Exercise brief — Below are the records; retype each one exactly.

[Excerpts from a dataset]
[Start of section]
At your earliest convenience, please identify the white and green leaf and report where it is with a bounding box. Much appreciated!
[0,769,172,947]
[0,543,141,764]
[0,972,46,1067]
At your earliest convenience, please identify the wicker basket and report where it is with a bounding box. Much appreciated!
[End of section]
Task output —
At your earliest convenience, please identify the white and green leaf and report where it is with a bounding box. Much appreciated!
[0,769,172,947]
[0,543,141,764]
[0,972,46,1067]
At your earliest convenience, please identify the wicker basket and report where it is with a bounding box. Much appreciated!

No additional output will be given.